The exercise: Print word for word the lines of the items below, starting with the line that contains "trace --target=lawn --format='a" and going on through the line that contains "128L16 126L13 118L48", both included.
##### Data provided #####
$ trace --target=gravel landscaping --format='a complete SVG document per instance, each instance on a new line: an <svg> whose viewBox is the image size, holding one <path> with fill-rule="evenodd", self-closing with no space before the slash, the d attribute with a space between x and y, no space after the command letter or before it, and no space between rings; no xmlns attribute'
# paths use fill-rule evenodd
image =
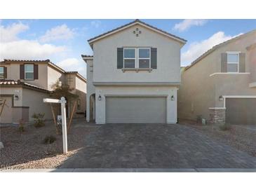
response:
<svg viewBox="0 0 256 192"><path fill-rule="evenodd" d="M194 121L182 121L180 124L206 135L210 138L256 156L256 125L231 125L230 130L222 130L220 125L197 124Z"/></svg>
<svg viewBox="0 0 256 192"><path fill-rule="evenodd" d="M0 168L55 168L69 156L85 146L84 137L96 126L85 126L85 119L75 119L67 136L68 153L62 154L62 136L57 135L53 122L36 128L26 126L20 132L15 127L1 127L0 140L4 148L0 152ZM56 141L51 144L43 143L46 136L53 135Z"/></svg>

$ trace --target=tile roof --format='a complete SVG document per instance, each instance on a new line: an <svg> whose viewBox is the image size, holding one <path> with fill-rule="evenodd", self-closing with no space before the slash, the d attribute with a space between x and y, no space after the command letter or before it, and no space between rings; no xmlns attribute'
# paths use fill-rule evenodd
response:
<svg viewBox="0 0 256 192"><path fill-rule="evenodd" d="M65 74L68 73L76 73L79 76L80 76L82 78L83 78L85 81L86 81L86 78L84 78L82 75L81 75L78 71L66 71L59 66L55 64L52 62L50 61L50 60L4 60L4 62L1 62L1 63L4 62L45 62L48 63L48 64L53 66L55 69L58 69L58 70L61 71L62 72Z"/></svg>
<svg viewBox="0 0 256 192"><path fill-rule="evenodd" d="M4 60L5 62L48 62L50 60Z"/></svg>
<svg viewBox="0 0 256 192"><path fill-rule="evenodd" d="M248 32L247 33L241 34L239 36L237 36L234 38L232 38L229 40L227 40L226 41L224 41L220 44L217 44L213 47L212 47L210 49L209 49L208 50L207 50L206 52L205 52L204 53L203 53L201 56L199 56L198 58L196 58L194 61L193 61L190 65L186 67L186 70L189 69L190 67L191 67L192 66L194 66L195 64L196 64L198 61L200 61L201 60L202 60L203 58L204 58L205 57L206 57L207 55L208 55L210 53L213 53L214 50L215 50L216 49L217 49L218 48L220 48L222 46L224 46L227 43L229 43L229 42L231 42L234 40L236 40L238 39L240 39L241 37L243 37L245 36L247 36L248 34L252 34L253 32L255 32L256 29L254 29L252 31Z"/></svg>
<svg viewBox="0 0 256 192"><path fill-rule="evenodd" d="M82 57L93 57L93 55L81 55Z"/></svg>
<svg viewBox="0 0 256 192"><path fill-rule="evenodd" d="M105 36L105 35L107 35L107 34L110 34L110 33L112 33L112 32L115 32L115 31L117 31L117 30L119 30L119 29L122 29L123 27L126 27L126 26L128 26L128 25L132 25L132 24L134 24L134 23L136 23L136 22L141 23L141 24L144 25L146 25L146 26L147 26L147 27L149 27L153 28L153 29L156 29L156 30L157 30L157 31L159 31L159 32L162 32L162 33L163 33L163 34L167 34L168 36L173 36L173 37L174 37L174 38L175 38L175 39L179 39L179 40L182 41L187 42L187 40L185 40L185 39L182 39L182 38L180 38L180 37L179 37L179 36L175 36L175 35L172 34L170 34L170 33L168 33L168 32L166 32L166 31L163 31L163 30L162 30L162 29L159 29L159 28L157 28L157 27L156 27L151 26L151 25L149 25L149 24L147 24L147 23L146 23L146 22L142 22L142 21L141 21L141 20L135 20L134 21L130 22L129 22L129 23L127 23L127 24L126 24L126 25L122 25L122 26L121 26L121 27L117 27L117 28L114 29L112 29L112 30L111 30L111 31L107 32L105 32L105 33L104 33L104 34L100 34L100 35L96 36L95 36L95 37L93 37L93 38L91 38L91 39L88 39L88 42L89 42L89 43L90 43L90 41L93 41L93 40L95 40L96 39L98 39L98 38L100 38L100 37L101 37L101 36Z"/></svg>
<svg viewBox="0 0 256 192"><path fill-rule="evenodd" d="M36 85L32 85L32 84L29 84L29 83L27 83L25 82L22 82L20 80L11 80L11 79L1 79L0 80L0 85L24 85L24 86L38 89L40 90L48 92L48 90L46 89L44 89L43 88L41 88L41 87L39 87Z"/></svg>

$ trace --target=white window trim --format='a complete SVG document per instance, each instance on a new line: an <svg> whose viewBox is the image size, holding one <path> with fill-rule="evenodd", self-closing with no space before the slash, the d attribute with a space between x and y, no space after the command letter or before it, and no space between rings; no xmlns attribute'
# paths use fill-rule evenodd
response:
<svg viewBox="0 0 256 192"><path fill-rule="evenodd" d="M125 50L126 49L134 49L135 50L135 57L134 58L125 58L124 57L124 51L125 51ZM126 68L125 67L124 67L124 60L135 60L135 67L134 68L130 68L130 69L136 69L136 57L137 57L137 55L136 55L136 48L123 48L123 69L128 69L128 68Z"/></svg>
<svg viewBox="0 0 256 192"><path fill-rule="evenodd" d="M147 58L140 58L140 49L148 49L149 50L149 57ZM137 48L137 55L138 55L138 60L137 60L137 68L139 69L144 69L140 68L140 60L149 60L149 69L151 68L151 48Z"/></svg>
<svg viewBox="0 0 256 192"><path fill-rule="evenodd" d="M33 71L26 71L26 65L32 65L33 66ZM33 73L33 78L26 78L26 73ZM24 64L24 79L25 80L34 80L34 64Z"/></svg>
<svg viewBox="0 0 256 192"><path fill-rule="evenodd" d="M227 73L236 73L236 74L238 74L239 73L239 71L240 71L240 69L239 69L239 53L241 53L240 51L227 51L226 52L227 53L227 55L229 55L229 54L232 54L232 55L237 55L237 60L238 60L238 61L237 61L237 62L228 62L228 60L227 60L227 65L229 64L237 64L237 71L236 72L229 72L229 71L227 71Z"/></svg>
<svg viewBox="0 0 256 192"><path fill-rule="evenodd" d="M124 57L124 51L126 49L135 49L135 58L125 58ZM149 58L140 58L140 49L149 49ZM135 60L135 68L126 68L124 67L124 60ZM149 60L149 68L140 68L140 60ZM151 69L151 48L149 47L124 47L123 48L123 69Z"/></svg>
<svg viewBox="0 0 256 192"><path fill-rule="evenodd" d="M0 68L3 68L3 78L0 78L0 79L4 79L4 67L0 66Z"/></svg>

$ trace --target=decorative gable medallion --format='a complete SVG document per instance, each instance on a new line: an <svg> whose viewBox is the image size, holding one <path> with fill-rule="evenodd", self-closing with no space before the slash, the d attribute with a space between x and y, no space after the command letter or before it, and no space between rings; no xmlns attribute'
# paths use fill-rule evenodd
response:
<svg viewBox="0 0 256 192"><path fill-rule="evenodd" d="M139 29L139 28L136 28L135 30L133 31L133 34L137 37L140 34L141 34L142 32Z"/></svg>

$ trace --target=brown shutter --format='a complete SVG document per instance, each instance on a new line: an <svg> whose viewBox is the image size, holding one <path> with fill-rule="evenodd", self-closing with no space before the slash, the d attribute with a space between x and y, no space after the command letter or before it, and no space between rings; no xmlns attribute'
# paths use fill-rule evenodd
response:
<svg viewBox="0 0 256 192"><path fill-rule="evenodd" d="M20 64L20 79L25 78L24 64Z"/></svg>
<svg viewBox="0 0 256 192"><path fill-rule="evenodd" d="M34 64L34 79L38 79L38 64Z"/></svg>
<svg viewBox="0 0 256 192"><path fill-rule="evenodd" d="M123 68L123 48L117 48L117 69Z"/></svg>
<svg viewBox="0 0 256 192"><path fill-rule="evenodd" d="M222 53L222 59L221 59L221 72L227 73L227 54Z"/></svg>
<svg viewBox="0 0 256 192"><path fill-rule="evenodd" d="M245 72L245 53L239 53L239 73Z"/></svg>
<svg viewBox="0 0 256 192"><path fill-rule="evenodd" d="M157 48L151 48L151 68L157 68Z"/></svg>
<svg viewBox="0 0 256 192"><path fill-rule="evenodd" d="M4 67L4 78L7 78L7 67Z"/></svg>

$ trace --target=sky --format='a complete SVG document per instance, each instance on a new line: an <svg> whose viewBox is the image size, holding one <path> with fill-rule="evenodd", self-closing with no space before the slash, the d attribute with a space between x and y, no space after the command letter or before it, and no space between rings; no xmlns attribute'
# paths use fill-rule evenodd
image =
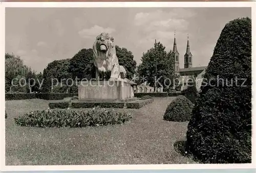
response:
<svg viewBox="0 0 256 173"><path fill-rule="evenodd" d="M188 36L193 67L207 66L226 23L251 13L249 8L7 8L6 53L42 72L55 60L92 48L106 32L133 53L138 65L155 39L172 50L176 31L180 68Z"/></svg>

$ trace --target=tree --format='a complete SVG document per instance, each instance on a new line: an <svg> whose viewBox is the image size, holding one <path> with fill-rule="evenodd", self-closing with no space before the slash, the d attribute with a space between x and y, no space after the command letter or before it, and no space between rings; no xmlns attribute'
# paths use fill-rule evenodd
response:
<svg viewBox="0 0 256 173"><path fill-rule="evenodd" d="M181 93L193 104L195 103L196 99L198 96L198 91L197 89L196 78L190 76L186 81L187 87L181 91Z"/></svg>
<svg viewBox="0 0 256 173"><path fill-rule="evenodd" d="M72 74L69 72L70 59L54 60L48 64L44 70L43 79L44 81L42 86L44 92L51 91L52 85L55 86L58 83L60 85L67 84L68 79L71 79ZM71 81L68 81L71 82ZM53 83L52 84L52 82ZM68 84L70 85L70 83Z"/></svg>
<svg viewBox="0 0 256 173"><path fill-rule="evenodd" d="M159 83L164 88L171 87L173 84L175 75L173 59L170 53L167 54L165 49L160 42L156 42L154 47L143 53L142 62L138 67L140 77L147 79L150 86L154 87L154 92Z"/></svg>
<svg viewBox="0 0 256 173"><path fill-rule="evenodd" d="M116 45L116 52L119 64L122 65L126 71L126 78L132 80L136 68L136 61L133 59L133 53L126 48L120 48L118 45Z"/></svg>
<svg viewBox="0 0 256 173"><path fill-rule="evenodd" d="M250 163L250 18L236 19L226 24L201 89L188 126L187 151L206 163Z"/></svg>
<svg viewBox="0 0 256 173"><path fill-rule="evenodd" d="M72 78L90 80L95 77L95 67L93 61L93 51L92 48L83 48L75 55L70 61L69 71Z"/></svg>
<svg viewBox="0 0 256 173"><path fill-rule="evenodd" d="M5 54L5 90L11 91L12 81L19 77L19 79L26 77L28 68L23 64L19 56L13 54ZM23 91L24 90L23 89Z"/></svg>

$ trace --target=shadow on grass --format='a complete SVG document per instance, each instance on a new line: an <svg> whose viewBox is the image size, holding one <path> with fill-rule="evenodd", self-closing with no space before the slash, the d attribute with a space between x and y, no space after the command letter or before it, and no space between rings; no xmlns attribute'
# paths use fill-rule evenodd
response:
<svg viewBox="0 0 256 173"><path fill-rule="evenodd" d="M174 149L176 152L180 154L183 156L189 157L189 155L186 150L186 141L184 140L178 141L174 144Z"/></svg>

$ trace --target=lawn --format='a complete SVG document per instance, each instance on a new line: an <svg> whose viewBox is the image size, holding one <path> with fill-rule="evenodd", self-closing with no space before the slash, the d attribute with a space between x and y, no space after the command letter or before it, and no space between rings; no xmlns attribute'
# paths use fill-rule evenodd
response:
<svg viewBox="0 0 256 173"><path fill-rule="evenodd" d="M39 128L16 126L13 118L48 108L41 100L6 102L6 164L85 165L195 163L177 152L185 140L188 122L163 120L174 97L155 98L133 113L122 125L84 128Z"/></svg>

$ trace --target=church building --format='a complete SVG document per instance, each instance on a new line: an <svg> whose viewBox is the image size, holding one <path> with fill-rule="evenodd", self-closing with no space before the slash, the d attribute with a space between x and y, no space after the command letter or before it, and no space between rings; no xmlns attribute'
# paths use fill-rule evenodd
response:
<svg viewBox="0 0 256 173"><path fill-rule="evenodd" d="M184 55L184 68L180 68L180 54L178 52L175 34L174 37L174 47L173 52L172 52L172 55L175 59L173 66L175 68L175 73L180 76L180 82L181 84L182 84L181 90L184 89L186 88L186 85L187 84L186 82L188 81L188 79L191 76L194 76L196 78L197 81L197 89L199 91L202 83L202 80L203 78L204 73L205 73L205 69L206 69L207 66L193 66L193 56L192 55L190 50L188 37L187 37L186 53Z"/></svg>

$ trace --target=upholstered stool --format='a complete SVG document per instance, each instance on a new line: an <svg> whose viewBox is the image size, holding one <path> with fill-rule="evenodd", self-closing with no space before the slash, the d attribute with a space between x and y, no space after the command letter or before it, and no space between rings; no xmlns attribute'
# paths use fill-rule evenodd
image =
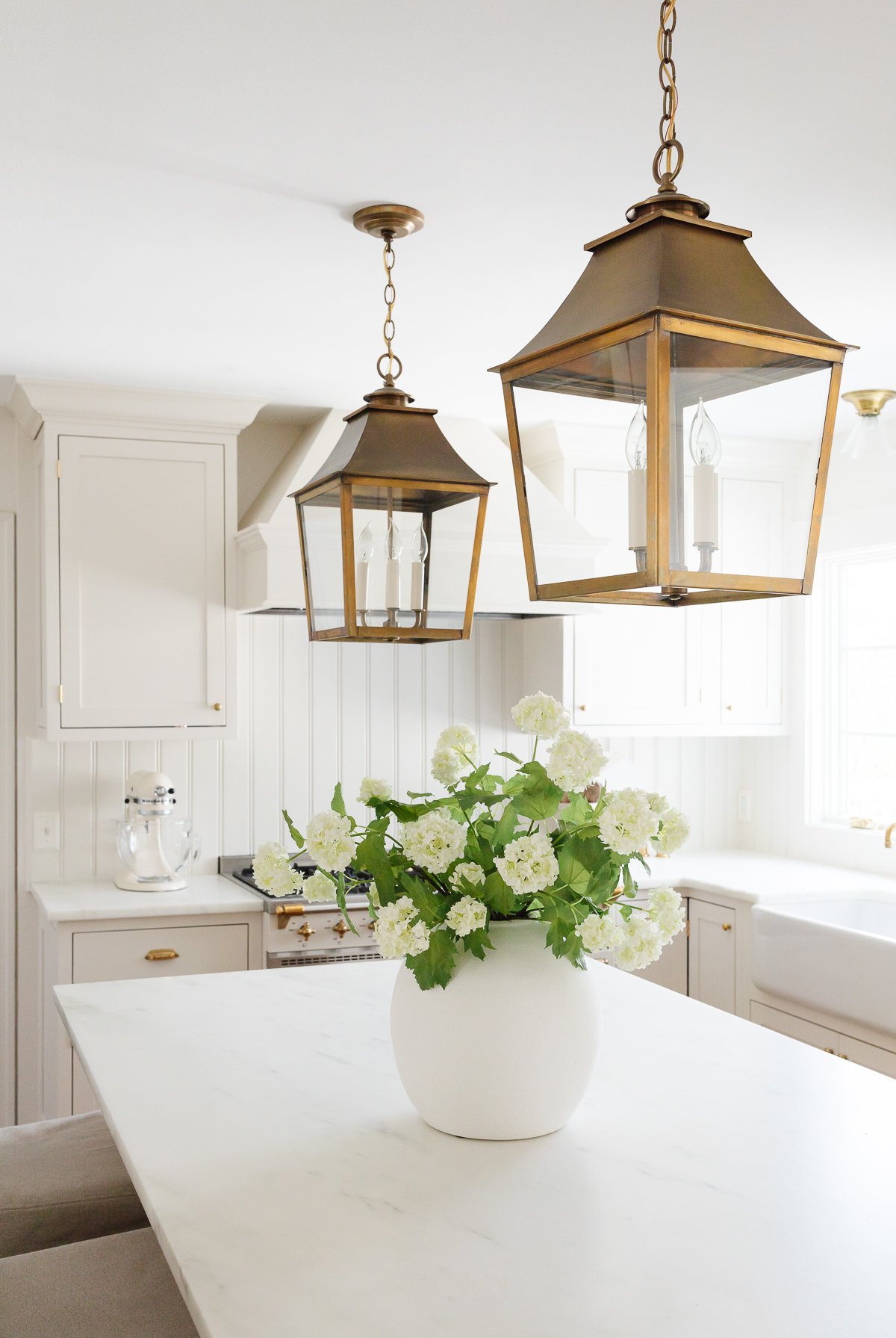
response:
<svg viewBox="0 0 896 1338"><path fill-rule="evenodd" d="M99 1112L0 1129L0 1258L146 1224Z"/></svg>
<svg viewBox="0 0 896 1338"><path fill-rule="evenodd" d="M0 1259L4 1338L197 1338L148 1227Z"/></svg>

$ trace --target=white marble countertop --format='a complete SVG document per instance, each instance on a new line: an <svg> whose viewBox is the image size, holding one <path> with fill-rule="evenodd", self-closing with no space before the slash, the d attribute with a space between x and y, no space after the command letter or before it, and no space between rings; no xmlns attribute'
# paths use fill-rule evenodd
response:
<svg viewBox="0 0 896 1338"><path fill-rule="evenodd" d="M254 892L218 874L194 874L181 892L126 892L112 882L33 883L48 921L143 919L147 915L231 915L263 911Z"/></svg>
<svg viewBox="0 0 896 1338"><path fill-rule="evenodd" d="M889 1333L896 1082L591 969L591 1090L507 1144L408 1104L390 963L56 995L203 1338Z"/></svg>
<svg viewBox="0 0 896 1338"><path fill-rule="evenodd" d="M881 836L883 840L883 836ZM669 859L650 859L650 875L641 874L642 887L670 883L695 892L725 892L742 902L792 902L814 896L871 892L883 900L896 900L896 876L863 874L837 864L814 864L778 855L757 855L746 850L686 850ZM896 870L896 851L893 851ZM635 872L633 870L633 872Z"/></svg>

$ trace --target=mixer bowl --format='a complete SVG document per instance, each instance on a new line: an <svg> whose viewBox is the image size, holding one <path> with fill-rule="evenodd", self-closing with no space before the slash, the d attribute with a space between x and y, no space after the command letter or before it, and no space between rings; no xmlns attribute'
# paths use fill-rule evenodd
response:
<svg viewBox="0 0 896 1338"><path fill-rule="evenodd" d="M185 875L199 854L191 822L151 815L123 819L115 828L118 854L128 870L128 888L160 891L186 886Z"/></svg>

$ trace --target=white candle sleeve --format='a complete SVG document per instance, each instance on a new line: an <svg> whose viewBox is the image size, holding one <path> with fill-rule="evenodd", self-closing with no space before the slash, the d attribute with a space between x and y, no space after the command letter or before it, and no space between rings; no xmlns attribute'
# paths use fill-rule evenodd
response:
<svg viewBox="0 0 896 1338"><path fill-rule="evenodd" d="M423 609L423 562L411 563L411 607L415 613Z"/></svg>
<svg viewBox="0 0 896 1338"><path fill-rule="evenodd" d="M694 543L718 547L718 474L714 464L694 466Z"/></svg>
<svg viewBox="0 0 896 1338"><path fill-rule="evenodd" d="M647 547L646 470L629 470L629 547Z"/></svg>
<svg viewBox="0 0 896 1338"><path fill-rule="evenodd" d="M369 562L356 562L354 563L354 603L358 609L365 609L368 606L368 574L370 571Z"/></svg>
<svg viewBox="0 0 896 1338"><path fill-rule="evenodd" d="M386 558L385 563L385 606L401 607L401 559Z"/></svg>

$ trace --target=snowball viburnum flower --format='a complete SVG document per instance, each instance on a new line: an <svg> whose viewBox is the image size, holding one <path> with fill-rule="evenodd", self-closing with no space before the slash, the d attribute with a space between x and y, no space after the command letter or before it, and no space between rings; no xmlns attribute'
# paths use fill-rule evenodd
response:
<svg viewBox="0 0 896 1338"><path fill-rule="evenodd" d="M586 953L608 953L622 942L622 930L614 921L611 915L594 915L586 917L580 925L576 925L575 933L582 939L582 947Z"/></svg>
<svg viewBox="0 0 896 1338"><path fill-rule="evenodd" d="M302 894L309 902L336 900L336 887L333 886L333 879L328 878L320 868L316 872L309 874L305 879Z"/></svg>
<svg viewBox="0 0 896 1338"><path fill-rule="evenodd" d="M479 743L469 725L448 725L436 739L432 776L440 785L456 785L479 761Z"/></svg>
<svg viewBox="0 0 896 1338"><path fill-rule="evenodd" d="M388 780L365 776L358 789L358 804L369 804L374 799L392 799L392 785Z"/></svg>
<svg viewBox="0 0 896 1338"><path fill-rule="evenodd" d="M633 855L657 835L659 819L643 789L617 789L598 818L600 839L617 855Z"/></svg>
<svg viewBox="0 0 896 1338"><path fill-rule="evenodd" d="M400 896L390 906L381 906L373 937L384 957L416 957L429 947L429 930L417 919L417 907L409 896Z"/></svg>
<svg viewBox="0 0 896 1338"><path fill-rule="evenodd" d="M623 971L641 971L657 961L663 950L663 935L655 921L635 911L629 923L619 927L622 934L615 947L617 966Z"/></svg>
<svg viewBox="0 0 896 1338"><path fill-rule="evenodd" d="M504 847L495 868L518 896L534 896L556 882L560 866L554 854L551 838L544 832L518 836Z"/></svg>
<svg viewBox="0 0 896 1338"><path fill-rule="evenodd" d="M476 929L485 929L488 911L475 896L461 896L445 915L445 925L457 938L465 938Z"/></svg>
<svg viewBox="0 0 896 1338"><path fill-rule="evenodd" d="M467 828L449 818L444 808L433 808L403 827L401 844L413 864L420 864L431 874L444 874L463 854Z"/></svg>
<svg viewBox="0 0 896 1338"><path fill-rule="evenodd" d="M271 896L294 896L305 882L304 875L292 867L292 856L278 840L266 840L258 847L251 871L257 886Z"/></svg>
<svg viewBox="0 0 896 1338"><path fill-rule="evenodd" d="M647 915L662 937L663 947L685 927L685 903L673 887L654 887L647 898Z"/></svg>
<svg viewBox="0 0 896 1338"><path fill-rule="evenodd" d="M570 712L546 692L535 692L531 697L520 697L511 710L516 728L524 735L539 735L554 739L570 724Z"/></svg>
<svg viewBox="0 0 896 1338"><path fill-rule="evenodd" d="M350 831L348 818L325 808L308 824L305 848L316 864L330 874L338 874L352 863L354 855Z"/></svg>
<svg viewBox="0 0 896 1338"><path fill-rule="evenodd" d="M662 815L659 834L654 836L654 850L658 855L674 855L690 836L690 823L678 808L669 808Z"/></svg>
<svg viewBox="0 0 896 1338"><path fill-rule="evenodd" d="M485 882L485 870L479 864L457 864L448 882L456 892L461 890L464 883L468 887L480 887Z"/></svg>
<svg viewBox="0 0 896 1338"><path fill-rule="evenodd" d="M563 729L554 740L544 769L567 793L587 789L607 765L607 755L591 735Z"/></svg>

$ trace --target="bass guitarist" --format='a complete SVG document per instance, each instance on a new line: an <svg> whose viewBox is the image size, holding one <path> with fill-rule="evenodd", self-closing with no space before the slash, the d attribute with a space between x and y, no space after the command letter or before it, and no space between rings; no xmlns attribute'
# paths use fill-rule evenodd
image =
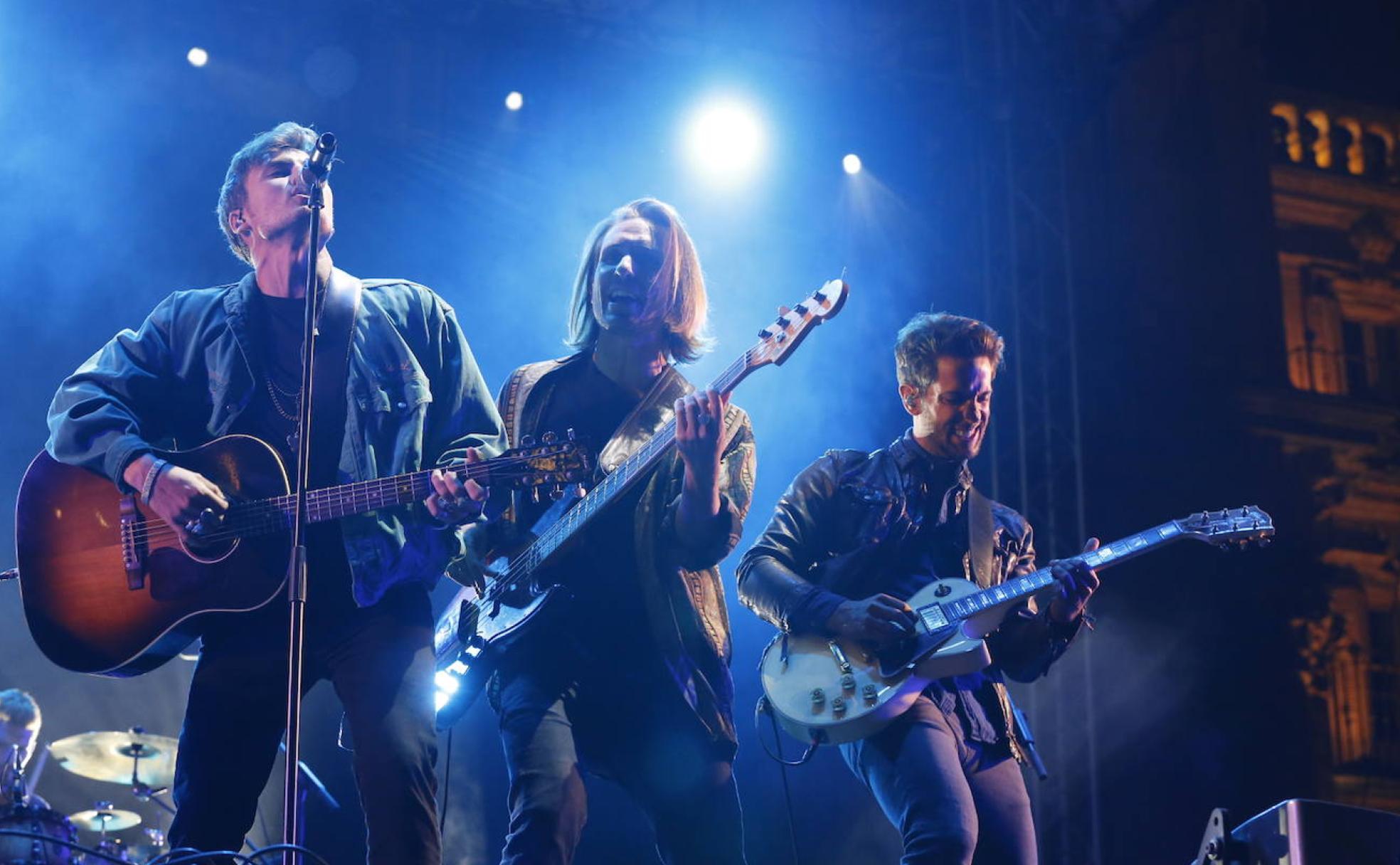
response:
#####
Full output:
$ trace --target=lawn --format='a complete SVG document per instance, each instance on a new line: an <svg> whose viewBox is the image size, holding one <path> with fill-rule="evenodd", self-closing with no space before the slash, the d attribute with a space between x and y, no space after the command letter or before it, and no space between rings; no xmlns attribute'
# paths use fill-rule evenodd
response:
<svg viewBox="0 0 256 173"><path fill-rule="evenodd" d="M39 128L16 126L13 118L48 108L41 100L6 102L6 164L85 165L195 163L177 152L185 140L188 122L163 120L174 97L155 98L133 113L122 125L84 128Z"/></svg>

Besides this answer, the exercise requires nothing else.